▶ [Set task]: Leave out the pictures and copy every record exactly.

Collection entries
──────────
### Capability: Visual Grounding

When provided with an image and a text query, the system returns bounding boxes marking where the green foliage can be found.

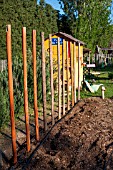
[0,50,50,127]
[108,73,113,79]
[59,0,113,52]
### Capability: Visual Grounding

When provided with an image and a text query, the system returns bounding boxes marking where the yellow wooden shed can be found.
[44,32,85,88]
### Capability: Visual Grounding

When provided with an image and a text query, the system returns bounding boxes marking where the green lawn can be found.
[81,67,113,98]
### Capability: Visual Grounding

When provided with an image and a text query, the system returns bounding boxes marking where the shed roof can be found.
[52,32,85,45]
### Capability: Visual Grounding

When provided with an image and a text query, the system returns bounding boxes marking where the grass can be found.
[81,67,113,99]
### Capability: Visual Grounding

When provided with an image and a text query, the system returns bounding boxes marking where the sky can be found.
[38,0,113,23]
[38,0,63,14]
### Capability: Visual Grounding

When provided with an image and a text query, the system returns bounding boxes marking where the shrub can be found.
[108,73,113,79]
[0,50,50,127]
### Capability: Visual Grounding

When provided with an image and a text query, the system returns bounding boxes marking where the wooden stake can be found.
[58,37,61,119]
[32,30,39,141]
[62,39,65,115]
[71,44,74,107]
[41,32,47,131]
[74,42,77,103]
[6,25,17,164]
[78,43,80,100]
[49,34,55,125]
[66,41,69,111]
[22,27,30,152]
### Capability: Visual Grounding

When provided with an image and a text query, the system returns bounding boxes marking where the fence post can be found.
[73,42,76,103]
[58,37,61,119]
[49,34,55,125]
[41,32,47,131]
[22,27,30,152]
[62,39,65,115]
[71,44,74,107]
[6,25,17,164]
[78,43,80,100]
[66,41,69,111]
[32,30,40,140]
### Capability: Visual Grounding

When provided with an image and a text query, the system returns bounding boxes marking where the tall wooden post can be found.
[49,34,55,125]
[62,39,65,115]
[58,37,61,119]
[74,42,76,103]
[78,43,80,100]
[32,30,39,140]
[22,27,30,152]
[6,25,17,164]
[66,41,69,111]
[41,32,47,131]
[71,44,74,107]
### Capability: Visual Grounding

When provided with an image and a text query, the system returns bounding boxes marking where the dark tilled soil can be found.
──────────
▶ [Exercise result]:
### Capability: Visual Grounding

When provided with an image and a text query, the system returns bounding boxes marking where the green foliage can be found.

[0,50,50,127]
[108,73,113,79]
[59,0,113,52]
### Capability: Visual Grounding

When provided with an image and a text query, the system returns bounding boxes marking where the yellow wooden shed can be found.
[44,32,85,88]
### Capability: Visual Grounding

When provided with an image and a text query, the system returns bounding boxes marking where the green lawn can be found.
[81,67,113,98]
### Capability: Visual Grounding

When provided with an image and a text query, the system returns bounding boxes marking where the shed roof can be found.
[52,32,85,45]
### Capability: Visual Grounding

When provided with an image and a text query, the system returns bounding boxes marking where the grass can be found.
[81,67,113,99]
### Capability: Visual Grounding

When provided with an image and a text query, the system returns bounding boxes marking where the sky can be found.
[38,0,113,23]
[38,0,63,14]
### Capability: Visual Grounding

When provided with an image and a text query, the system returns bounding boxes marking where the shrub can be found.
[108,73,113,79]
[0,50,50,127]
### Capability: Visual Grounding

When provided with an image and a text query, the system returns bounding boxes marking where the wooden stake can be found.
[58,37,61,119]
[32,30,39,141]
[62,39,65,115]
[71,44,74,107]
[41,32,47,131]
[74,42,77,103]
[6,25,17,164]
[78,43,80,100]
[49,34,55,125]
[66,41,69,111]
[22,27,30,152]
### Capability: Visual Grounding

When provided with an image and a text query, the system returns bounding boxes marking where the fence post can be found.
[73,42,76,103]
[58,37,61,119]
[49,34,55,125]
[41,32,47,131]
[22,27,30,152]
[62,39,65,115]
[71,44,74,107]
[6,25,17,164]
[78,43,80,100]
[66,41,69,111]
[32,30,40,140]
### Capability: Visual Grounding

When provided with an image and a text query, the system returns bounding boxes marking where the tall wooden post can be found.
[49,34,55,125]
[62,39,65,115]
[58,37,61,119]
[74,42,76,103]
[78,43,80,100]
[32,30,39,140]
[22,27,30,152]
[6,25,17,164]
[66,41,69,111]
[41,32,47,131]
[71,44,74,107]
### Capability: Visual Grounding

When provided with an image and a text query, the system returns bounding boxes marking where the dark tilled soil can be found.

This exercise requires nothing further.